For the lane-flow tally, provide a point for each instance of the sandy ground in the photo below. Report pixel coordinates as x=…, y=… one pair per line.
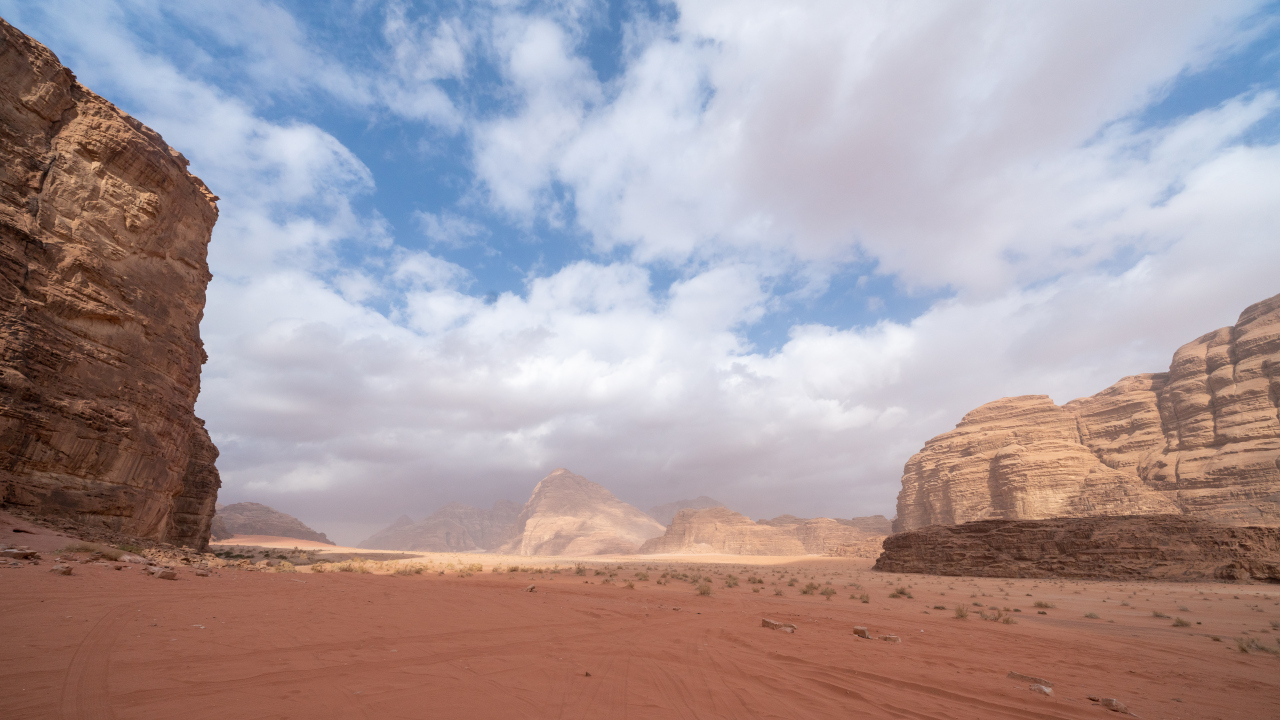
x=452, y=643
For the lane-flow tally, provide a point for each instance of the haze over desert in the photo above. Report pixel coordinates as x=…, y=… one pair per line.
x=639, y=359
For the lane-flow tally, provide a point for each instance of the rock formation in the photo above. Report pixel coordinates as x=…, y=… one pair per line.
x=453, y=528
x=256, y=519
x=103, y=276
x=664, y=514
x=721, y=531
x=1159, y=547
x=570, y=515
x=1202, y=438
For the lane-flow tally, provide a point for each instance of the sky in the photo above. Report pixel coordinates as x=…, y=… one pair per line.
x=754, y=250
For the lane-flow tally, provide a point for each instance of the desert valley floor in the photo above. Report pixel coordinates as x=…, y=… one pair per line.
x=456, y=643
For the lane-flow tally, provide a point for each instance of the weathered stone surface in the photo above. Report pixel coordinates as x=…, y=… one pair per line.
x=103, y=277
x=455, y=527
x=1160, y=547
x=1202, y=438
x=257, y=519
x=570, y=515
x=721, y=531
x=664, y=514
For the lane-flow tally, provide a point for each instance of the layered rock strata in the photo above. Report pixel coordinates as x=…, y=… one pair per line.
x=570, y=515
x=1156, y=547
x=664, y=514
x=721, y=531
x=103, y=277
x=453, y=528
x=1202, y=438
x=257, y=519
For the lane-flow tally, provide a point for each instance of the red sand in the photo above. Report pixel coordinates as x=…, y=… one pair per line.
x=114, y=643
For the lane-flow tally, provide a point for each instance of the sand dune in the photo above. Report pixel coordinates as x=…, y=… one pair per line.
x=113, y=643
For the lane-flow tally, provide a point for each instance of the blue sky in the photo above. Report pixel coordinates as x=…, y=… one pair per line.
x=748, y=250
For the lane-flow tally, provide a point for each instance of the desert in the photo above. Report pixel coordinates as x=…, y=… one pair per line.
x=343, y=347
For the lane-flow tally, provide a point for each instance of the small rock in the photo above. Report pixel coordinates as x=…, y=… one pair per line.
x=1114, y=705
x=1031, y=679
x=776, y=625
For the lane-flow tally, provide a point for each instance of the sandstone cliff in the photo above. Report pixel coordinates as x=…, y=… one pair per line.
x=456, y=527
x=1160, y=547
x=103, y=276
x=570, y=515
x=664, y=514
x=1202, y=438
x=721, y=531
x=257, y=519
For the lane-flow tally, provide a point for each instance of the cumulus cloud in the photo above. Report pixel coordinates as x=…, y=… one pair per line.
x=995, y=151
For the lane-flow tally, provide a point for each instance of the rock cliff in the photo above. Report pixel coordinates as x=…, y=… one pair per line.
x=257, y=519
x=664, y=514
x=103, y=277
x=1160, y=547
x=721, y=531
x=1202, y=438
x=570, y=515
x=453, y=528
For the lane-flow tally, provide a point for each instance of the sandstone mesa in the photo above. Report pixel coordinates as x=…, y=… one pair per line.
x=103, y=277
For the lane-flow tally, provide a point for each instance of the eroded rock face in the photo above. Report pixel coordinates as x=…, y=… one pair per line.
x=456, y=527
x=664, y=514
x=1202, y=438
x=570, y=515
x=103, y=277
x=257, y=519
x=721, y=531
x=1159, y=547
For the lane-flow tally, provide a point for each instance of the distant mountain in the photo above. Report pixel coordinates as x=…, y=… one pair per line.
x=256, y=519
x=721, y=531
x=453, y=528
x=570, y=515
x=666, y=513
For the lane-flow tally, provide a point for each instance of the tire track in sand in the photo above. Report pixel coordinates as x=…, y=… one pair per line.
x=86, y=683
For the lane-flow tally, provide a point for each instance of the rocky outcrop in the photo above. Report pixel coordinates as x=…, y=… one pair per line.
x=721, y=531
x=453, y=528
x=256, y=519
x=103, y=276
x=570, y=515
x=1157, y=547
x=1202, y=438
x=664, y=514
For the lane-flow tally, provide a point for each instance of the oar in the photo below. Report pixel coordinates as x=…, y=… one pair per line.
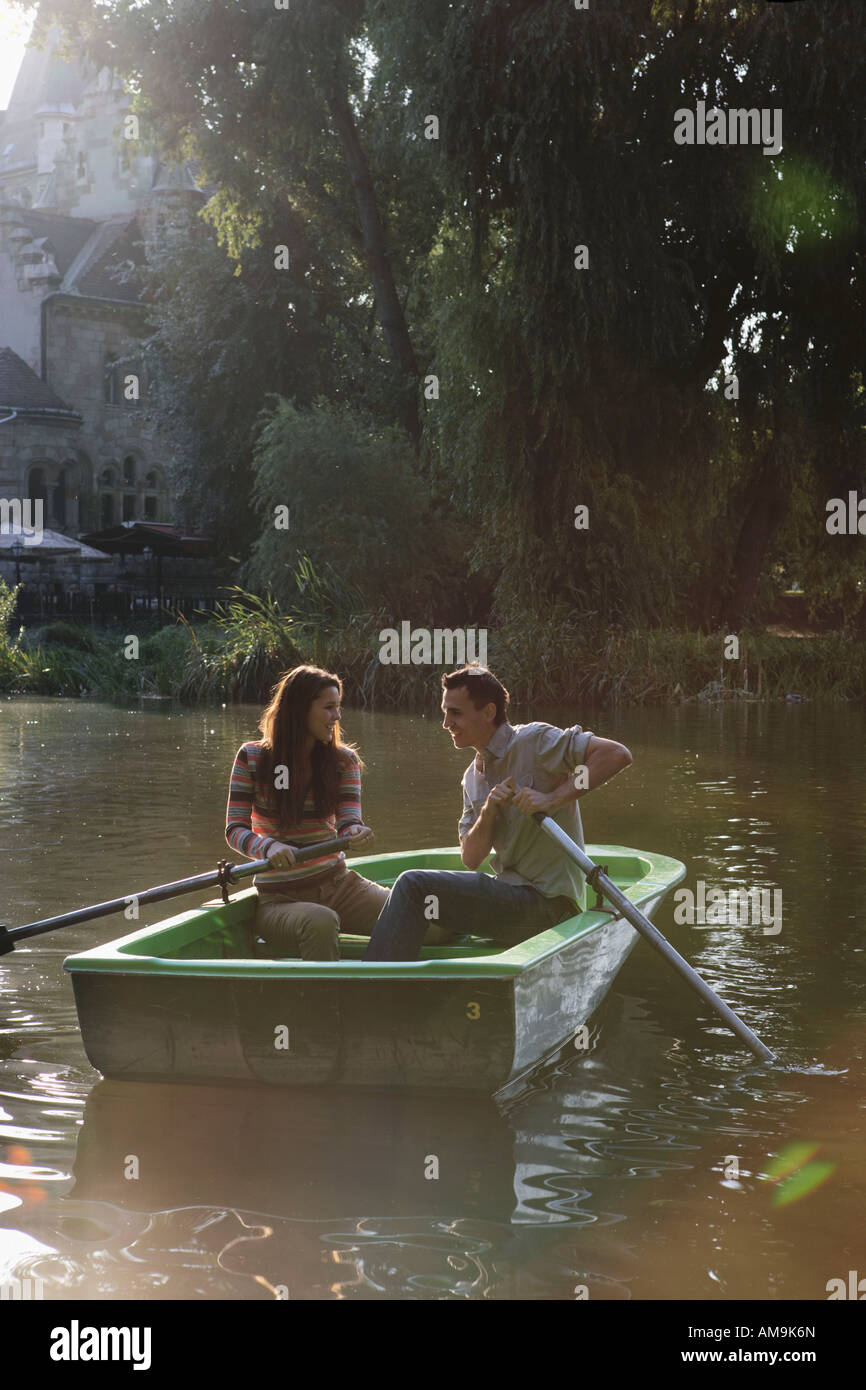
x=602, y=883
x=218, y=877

* * * * * * *

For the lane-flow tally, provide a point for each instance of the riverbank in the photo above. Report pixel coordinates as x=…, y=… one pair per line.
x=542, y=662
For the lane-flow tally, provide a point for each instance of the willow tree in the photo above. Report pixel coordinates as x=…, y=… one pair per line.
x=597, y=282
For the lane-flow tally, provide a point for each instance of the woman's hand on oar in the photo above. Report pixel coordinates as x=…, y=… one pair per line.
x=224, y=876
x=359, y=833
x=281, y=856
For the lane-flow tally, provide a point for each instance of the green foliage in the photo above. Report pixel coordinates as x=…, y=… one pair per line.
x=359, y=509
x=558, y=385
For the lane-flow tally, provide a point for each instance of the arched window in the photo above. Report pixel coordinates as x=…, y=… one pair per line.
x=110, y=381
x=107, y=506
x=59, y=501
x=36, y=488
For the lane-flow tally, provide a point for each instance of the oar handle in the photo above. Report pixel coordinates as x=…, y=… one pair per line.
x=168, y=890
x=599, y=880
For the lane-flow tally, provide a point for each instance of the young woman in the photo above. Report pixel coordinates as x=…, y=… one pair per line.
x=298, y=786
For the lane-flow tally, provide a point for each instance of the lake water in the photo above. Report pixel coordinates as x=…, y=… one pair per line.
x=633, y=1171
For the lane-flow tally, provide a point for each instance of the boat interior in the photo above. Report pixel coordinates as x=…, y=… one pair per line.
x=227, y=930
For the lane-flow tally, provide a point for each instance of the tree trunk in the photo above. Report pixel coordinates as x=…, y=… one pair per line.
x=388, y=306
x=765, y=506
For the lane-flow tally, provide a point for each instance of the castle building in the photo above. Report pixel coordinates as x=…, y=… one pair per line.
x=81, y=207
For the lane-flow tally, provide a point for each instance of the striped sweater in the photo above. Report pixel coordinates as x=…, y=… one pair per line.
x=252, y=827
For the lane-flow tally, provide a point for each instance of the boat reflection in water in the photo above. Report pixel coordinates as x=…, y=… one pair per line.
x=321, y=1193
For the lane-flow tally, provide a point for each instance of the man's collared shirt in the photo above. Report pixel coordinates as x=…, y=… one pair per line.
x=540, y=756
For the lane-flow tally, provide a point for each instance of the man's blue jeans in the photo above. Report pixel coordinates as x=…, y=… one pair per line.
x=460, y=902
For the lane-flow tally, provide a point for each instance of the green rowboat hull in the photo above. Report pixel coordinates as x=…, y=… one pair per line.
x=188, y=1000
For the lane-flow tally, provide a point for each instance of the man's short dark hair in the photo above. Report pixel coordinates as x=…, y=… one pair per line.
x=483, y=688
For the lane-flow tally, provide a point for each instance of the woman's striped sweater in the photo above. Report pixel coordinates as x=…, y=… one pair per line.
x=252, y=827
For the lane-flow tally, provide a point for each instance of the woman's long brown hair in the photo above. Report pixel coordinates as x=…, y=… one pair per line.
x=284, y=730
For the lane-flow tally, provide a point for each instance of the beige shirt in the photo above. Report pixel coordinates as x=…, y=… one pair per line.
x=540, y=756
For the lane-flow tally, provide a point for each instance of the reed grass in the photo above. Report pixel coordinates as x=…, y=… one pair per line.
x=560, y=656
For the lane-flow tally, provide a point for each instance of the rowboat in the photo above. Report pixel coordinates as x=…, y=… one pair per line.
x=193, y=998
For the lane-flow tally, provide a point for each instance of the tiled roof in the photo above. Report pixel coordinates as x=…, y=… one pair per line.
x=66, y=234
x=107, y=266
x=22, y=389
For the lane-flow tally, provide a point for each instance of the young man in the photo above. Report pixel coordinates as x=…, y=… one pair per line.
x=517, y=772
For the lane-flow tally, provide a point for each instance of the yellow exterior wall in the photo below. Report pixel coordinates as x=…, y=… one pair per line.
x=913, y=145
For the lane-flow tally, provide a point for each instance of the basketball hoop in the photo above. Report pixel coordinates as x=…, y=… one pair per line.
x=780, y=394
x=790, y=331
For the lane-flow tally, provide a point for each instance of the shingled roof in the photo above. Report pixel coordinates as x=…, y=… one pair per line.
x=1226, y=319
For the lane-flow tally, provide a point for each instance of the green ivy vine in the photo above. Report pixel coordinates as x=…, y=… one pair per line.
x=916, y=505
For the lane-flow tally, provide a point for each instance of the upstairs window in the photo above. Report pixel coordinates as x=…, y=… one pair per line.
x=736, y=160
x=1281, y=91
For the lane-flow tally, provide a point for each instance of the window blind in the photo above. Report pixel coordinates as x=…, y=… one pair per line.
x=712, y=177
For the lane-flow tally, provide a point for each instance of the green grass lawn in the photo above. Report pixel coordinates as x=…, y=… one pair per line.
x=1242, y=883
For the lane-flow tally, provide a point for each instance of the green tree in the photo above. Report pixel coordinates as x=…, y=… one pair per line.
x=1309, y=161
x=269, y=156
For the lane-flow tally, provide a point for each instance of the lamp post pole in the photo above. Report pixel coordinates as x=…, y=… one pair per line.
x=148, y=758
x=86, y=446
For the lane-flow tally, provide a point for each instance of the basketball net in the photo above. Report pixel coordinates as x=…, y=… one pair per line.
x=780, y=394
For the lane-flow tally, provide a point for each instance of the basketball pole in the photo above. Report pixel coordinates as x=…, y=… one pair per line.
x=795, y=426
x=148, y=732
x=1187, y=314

* * * * * * *

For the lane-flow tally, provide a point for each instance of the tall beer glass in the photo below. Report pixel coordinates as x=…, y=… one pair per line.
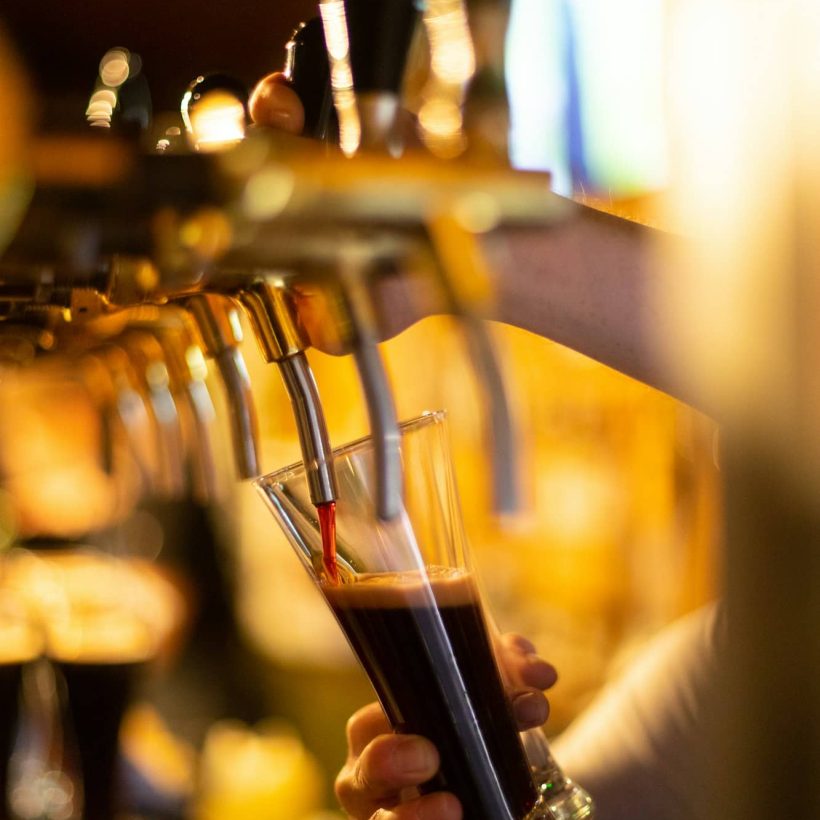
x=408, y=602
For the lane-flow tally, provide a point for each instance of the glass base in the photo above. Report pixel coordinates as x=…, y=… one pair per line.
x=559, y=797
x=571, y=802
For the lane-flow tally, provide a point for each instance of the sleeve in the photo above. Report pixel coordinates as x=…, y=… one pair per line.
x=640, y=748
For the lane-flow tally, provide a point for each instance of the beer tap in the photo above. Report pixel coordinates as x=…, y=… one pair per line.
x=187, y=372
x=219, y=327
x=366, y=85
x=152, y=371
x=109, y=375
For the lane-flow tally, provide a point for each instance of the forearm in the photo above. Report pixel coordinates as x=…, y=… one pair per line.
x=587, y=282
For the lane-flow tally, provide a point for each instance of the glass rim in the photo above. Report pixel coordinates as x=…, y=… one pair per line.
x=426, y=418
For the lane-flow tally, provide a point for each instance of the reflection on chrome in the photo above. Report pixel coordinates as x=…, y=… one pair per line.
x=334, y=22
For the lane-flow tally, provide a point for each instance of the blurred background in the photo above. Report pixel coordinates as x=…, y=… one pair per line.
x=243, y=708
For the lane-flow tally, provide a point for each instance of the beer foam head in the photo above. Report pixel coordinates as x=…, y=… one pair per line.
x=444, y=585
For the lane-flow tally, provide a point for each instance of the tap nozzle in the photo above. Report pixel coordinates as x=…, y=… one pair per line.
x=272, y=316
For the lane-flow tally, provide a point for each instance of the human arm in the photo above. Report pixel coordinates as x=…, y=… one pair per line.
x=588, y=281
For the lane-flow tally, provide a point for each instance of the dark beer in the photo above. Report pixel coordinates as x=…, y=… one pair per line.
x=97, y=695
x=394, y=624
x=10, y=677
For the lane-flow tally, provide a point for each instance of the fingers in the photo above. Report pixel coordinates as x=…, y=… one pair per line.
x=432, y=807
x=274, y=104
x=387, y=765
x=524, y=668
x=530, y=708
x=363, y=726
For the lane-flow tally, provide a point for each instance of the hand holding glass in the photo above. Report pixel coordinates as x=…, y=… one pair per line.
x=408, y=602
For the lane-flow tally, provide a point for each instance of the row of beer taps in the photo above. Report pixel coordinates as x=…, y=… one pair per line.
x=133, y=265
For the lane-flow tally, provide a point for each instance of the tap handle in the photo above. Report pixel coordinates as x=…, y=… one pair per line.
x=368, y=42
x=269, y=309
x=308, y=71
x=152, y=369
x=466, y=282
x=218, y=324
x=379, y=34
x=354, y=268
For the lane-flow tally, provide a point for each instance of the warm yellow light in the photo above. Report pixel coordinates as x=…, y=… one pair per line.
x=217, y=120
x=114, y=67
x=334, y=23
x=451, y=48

* * * * * * *

• GOAL
Turn the lines of the records into a numbered list, starting with the line containing "the boat reflection" and going on through the line containing "x=460, y=902". Leave out any blank lines.

• THE RESPONSE
1. For the lane-flow tally, provide a point for each instance of the boat reflection in water in the photo above. Report pixel coordinates as x=…, y=… one pair per line.
2. x=321, y=1193
3. For the lane-flow tally, provide a point for each instance of the man's collared shirt in the photo above. Report pixel coordinates as x=…, y=… one pair per line.
4. x=540, y=756
5. For the lane-flow tally, provide a point for each instance of the man's blue jeans in the photo above. Report pixel coordinates as x=…, y=… one pair per line.
6. x=460, y=902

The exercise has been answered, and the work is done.